Instrucciones y requisitos
¿Qué líneas de las filas de abajo contienen la palabra "line"? Enuméralas copiando cada una completa y ten en cuenta que se distinguen mayúsculas y minúsculas.

Sección de datos
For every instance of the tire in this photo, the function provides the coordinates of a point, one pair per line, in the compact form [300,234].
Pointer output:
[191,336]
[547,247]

--

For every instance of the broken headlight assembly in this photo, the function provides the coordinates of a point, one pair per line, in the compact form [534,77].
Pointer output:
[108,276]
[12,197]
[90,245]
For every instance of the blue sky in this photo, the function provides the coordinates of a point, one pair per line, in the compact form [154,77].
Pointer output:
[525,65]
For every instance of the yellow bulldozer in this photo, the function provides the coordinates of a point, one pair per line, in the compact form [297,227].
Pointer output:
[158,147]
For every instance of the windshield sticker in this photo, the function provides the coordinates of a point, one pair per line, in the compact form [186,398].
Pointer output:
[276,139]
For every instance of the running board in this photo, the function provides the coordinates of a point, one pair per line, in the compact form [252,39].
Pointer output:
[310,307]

Respuesta de la tarea
For every instance of the tire in this photo, the function provides the coordinates of a point, one pair per line, in the compact form [300,234].
For every instance of the broken headlight assembly in this photo, the function provides the coordinates of a point, one pair per line, in the compact form [534,77].
For every instance of the blue sky in this photo, the function provides the coordinates of a point, one pair per line, in the compact form [154,77].
For every instance of the yellow bulldozer in this photo, the function provides the coordinates of a point, one pair per line, in the compact form [297,227].
For every instance of the windshield sticker in this photo, the function provides the coordinates of a point, one pair per line, in the compact form [186,398].
For every instance of the running board in this photo, the function provides the coordinates of a point, one pair per line, in the compact form [252,39].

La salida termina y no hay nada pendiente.